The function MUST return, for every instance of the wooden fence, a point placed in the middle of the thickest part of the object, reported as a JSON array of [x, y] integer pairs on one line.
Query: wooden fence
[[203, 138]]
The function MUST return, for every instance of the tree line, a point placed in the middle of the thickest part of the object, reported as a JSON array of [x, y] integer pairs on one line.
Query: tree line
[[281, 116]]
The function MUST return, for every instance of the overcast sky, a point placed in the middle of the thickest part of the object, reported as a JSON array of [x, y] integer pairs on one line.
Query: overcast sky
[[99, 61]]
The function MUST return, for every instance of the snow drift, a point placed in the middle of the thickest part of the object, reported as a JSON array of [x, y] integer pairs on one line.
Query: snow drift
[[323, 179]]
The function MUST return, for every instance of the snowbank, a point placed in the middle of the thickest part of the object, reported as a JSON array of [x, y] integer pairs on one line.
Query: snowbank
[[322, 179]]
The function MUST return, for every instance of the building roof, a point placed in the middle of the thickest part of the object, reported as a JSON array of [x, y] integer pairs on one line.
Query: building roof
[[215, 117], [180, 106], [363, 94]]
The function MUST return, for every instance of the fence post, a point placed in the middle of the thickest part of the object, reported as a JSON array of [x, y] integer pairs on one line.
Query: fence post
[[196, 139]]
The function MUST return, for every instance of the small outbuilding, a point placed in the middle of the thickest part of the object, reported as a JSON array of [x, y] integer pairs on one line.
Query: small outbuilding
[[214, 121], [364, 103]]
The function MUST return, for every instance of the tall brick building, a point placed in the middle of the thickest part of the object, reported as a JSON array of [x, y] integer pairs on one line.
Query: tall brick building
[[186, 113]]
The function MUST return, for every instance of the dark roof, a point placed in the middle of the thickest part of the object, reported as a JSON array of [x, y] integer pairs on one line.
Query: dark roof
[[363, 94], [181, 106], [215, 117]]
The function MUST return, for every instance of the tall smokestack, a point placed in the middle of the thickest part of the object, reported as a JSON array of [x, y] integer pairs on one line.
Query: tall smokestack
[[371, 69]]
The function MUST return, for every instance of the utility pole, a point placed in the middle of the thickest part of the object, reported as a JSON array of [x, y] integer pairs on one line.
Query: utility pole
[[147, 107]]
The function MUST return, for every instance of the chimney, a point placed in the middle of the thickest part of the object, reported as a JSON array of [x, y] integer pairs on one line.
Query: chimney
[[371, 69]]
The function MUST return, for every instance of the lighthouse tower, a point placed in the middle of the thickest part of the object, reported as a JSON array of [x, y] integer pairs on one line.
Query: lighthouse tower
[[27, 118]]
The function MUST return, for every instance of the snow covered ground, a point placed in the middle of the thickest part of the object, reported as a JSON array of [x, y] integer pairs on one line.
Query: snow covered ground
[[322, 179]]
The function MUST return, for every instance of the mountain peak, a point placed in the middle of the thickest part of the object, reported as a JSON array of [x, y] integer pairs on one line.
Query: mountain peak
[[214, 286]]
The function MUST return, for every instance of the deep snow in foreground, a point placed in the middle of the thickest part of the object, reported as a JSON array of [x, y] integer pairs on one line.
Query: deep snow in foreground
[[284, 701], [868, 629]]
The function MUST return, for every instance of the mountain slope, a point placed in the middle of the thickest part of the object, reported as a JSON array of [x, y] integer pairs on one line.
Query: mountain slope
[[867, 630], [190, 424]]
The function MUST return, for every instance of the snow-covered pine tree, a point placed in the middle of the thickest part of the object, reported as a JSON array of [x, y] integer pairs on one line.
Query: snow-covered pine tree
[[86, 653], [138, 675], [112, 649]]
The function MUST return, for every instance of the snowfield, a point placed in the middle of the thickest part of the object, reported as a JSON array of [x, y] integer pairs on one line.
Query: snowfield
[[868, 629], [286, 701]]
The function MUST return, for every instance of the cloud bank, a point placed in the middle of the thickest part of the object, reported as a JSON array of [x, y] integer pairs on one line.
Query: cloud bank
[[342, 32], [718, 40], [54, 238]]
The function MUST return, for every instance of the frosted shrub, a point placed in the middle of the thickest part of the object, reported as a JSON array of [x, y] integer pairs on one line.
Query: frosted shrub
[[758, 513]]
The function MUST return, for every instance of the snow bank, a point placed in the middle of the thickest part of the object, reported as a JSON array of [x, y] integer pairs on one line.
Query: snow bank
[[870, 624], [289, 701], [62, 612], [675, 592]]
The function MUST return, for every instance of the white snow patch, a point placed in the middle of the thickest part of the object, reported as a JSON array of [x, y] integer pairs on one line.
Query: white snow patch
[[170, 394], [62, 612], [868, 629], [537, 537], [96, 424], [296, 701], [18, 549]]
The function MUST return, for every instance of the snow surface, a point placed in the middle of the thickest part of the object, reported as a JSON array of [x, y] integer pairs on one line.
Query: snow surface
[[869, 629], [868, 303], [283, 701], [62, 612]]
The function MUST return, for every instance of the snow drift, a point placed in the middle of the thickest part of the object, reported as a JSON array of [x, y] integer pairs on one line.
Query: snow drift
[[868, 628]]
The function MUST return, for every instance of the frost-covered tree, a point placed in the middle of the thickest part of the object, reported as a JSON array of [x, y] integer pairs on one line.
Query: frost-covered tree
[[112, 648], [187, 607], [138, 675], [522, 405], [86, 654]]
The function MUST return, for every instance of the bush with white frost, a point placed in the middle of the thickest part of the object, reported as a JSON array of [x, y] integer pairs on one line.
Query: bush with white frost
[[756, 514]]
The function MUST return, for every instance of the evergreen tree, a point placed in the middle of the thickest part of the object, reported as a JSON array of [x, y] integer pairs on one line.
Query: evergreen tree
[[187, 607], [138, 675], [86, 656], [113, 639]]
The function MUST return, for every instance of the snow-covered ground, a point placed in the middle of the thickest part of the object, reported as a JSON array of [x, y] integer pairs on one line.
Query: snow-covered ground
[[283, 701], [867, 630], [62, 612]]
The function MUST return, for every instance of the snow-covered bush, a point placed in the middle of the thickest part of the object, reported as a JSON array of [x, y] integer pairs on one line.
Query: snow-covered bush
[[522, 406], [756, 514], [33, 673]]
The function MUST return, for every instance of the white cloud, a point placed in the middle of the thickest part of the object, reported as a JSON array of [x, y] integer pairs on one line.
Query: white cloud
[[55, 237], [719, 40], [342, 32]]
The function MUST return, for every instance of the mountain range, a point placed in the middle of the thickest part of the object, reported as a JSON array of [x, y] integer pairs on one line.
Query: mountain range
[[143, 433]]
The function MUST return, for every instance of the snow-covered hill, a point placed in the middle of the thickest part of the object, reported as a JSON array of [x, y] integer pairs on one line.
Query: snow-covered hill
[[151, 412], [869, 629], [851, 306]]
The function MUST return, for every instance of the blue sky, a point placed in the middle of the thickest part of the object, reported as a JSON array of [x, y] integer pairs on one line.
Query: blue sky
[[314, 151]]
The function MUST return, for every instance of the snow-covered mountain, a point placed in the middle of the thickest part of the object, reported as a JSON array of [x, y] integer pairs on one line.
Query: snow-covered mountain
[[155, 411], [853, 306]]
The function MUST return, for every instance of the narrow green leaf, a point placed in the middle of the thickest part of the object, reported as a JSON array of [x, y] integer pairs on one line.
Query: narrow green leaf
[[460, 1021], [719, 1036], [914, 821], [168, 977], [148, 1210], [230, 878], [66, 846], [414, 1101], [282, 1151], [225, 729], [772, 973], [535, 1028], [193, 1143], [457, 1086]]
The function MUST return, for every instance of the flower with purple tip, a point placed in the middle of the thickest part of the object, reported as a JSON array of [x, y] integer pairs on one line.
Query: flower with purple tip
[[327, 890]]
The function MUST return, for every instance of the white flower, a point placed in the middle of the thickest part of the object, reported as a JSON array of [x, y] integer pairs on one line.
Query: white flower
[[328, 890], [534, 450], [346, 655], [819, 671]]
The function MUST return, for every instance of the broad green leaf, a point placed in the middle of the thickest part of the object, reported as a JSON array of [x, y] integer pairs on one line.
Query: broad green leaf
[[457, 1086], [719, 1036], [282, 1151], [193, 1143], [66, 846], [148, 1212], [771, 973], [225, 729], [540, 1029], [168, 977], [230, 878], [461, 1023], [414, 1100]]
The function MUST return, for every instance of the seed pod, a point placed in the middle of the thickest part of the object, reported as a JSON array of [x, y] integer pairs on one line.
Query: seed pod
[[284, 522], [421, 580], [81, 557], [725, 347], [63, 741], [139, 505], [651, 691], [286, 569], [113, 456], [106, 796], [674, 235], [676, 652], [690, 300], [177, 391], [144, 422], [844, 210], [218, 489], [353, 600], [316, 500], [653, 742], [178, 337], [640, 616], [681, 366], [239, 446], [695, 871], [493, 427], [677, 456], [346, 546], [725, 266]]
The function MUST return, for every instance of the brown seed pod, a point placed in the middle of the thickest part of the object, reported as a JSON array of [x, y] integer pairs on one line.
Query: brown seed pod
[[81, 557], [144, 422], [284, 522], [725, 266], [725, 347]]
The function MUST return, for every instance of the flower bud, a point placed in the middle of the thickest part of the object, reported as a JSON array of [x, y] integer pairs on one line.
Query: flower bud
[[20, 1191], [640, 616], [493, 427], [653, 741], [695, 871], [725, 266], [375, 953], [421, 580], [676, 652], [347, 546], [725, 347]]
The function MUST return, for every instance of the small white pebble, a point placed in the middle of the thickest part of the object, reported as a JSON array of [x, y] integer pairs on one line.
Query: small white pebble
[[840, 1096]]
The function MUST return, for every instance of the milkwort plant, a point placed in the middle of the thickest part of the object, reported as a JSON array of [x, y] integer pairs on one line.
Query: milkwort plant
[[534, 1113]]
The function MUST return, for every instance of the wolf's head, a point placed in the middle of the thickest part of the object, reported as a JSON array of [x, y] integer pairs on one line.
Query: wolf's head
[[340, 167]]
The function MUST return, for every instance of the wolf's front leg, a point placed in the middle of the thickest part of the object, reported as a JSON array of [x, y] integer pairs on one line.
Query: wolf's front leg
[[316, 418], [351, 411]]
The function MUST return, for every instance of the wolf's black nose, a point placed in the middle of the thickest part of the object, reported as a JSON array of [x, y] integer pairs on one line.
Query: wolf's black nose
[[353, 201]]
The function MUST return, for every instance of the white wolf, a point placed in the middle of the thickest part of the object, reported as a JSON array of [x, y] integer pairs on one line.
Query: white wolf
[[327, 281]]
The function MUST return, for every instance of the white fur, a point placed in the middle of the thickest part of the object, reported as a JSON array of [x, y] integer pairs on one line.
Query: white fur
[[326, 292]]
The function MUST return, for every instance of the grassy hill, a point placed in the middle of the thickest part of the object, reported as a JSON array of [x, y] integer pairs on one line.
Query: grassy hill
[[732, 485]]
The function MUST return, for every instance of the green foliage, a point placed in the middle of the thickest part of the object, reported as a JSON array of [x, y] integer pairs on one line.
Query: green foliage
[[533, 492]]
**********
Copy out the records word for word, starting at the line containing "The function MUST return, for every instance of the evergreen" and ending at the line containing "[[143, 433]]", with both of those lines included.

The function MUST return, for every instance of the evergreen tree, a point placed in the middle of the thickest part of the object, reported as a JSON array of [x, y] integer pairs on one line.
Query: evergreen tree
[[187, 607], [138, 675], [86, 656], [113, 639]]
The function MUST return, for every instance of the snow-covered ground, a point placed in the middle of the thickest part of the object, reported as a JSON array of [x, y] integer pairs on one line.
Query: snow-covered ground
[[283, 701], [867, 630], [62, 612]]
The function MUST return, for every instance of the snow-covered bush, a point placed in the middle of the thickest part of the object, reported as a JSON array of [x, y] integer pairs on one line.
Query: snow-covered bush
[[522, 406], [756, 514], [33, 673]]
The function MUST return, for every instance of the white cloud, a point placed in the middle of the thickest part of the object, reported as a JSON array of [x, y] integer pairs on one line.
Query: white cloud
[[55, 237], [719, 40], [342, 32]]
The function MUST return, for every instance of the mountain range, a point placed in the middle of the thickest part of the object, reported as a JSON array of [x, y] integer pairs on one line.
Query: mountain range
[[143, 433]]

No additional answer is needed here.